From the entries below, please gather each line containing the string "roof".

########

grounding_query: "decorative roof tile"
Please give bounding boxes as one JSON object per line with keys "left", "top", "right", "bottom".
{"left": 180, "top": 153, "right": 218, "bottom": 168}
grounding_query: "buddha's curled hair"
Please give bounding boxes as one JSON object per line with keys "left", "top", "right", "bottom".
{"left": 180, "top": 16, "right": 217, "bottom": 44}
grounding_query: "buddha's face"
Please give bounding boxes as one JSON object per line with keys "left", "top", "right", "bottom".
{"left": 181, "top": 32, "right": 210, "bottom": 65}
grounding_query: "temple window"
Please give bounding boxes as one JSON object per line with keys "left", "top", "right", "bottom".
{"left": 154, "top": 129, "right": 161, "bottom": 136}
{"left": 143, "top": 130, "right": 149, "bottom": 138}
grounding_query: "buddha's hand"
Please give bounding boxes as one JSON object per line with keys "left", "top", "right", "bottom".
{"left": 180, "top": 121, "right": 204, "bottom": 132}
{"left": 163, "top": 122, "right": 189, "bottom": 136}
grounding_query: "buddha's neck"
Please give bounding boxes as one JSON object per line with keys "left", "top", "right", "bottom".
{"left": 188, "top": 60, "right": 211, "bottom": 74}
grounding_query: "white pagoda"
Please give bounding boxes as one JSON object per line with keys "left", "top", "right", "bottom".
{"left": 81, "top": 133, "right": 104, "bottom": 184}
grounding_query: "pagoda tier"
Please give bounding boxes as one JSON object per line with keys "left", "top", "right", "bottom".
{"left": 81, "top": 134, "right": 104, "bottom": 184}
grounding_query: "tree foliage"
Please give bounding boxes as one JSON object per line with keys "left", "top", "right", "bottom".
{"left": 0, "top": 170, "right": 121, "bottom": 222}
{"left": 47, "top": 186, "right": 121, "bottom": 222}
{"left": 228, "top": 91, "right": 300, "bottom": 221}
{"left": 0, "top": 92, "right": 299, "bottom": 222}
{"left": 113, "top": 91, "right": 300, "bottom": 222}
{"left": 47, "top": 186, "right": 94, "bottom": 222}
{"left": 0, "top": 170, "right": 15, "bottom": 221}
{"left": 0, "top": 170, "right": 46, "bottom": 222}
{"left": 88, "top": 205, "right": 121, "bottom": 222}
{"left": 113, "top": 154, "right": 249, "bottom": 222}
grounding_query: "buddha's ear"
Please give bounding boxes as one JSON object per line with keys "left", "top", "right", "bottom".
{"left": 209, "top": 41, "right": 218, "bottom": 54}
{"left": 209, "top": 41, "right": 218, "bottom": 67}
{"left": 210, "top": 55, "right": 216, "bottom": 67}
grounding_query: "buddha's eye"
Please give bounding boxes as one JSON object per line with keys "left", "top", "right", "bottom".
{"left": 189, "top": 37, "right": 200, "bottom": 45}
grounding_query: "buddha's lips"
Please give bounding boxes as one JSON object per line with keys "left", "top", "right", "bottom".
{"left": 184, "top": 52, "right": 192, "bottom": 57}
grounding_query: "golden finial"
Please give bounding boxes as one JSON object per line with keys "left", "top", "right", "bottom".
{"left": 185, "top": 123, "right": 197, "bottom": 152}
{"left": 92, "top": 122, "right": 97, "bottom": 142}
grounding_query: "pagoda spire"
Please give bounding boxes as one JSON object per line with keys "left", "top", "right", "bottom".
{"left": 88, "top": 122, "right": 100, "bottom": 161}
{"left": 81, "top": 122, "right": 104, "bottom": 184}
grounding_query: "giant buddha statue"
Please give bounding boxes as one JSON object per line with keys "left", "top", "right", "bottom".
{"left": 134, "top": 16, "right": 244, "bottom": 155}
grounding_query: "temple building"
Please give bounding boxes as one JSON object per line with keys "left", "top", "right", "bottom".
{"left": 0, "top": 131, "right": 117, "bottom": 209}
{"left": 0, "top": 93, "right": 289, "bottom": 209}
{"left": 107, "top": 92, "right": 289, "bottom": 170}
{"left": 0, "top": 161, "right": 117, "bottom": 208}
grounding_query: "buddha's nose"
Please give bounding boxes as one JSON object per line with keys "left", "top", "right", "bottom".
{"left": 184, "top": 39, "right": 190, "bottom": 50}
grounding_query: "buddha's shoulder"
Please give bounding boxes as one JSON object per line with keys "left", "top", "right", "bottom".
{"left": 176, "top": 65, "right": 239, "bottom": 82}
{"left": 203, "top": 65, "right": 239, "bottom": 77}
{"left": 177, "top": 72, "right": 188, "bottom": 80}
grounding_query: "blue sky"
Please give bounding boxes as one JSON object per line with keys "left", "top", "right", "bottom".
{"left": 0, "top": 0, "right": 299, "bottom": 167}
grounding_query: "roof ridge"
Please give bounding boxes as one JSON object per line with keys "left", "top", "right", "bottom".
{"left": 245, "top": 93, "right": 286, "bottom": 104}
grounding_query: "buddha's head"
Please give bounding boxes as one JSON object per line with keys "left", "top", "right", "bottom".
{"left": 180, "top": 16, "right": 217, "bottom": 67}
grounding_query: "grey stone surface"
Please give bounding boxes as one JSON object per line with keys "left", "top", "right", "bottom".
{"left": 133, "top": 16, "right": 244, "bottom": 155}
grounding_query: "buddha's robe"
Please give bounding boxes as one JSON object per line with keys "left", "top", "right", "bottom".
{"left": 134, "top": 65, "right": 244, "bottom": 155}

########

[Response below]:
grounding_query: "decorative roof tile"
grounding_query: "roof ridge"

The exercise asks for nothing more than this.